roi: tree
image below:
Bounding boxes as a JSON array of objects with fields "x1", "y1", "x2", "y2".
..............................
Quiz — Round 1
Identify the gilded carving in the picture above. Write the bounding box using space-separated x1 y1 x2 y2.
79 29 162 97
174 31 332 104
..............................
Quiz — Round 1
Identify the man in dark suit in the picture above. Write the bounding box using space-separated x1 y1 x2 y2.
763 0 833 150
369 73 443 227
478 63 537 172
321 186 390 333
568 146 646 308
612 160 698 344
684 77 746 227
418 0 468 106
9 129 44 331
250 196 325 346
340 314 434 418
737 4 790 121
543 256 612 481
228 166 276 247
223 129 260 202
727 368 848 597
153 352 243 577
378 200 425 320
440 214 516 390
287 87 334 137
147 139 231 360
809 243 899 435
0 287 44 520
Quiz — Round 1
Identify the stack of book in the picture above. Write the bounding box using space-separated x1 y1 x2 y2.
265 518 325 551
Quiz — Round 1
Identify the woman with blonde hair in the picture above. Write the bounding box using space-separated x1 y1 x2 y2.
..............................
## GOAL
Tally the lines of the material above that contain the word "Write". Give only the number.

## TASK OUTPUT
4